-- Obiettivo 1 --
Nella meditazione, riscrivi la parte che si apre con le parole contenenti "Stemma Finis Terrae" e si chiude con "ovvie e scontate.", sostituendo "vessillo" con "stendardo".

──────── Brano di testo ────────

IUXTA CRUCES

Stemma Finis Terrae Mons. Gerardo Antonazzo

iuxta cruces

 

Meditazione per il Venerdì Santo

Sora, 25 marzo 2016

 

Nella liturgia cristiana il legno della Croce è celebrato come vessillo di salvezza, perché “chi dell’albero traeva vittoria, dall’albero venisse sconfitto”(Prefazio Esaltazione della Croce). Il simbolo della croce ha sacralizzato per secoli ogni angolo della terra e ogni manifestazione sociale e privata. Ha abitato spazi pubblici e istituzionali, ha goduto la cittadinanza del rispetto anche da parte dei non credenti. Oggi rischia di essere spazzato via. Resta un segno di contraddizione, un’evidenza disumana non ascrivibile nel catalogo delle logiche ovvie e scontate.

 

Un fastidio da rimuovere?

──────── Materiale estratto ────────

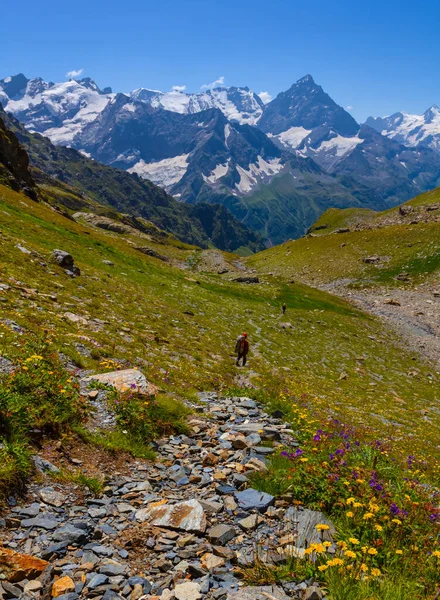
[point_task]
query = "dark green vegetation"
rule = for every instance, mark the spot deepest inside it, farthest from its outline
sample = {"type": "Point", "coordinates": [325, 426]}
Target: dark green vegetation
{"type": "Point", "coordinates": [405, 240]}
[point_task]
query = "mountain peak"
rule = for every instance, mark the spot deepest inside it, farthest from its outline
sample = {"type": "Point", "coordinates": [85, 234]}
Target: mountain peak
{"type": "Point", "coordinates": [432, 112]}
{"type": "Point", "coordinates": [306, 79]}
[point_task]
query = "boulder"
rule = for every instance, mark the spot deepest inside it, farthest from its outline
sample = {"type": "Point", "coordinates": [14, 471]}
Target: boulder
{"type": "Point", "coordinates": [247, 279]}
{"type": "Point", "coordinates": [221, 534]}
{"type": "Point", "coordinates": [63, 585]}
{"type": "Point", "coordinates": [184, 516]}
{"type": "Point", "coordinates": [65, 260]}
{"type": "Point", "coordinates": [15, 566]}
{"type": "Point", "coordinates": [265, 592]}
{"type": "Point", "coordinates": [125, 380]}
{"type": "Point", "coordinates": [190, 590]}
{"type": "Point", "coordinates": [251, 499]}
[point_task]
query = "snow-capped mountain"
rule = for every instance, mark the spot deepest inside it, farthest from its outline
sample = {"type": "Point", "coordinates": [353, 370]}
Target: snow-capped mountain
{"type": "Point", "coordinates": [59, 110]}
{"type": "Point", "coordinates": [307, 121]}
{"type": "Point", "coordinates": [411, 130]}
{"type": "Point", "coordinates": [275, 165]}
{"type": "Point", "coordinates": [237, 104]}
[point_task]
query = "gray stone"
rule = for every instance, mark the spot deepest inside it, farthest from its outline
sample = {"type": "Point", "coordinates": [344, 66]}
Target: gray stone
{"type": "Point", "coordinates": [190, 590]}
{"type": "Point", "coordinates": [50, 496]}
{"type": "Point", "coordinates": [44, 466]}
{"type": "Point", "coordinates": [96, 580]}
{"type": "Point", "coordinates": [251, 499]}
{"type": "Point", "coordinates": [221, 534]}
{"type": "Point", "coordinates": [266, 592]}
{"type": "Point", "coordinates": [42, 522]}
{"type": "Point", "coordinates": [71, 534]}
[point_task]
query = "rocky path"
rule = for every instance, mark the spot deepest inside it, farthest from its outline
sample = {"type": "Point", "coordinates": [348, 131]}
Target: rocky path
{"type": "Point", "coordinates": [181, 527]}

────────

-- Obiettivo 2 --
Mostra tutte le righe dell'elenco in cui compare la stringa "sample".

-- Risultato completo 1 --
Stemma Finis Terrae Mons. Gerardo Antonazzo

iuxta cruces

 

Meditazione per il Venerdì Santo

Sora, 25 marzo 2016

 

Nella liturgia cristiana il legno della Croce è celebrato come stendardo di salvezza, perché “chi dell’albero traeva vittoria, dall’albero venisse sconfitto”(Prefazio Esaltazione della Croce). Il simbolo della croce ha sacralizzato per secoli ogni angolo della terra e ogni manifestazione sociale e privata. Ha abitato spazi pubblici e istituzionali, ha goduto la cittadinanza del rispetto anche da parte dei non credenti. Oggi rischia di essere spazzato via. Resta un segno di contraddizione, un’evidenza disumana non ascrivibile nel catalogo delle logiche ovvie e scontate.

-- Risultato completo 2 --
sample = {"type": "Point", "coordinates": [325, 426]}
sample = {"type": "Point", "coordinates": [85, 234]}
sample = {"type": "Point", "coordinates": [14, 471]}
sample = {"type": "Point", "coordinates": [353, 370]}
sample = {"type": "Point", "coordinates": [344, 66]}
sample = {"type": "Point", "coordinates": [348, 131]}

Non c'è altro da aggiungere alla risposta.